Work to be completed
Edit the lines below by swapping each "facade" for "frontage", keeping everything else unchanged.

>> begin

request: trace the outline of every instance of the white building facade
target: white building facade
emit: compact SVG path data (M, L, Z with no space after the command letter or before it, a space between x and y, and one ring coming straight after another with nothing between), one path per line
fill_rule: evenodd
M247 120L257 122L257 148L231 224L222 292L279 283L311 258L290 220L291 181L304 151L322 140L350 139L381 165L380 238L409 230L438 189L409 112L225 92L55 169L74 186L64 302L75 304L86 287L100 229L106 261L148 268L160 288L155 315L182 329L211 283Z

>> end

Task solution
request: trace the outline of every instance of the white building frontage
target: white building frontage
emit: compact SVG path data (M, L, Z with no space after the command letter or before it, a space between x and y, and one ring coming straight after another with nothing between), one path per line
fill_rule: evenodd
M247 120L257 122L257 148L231 224L222 292L279 283L311 258L290 220L291 181L304 151L322 140L350 139L381 165L380 238L409 230L438 189L409 112L225 92L55 169L74 186L64 302L75 304L86 287L100 229L106 261L148 268L160 288L155 315L182 329L211 283Z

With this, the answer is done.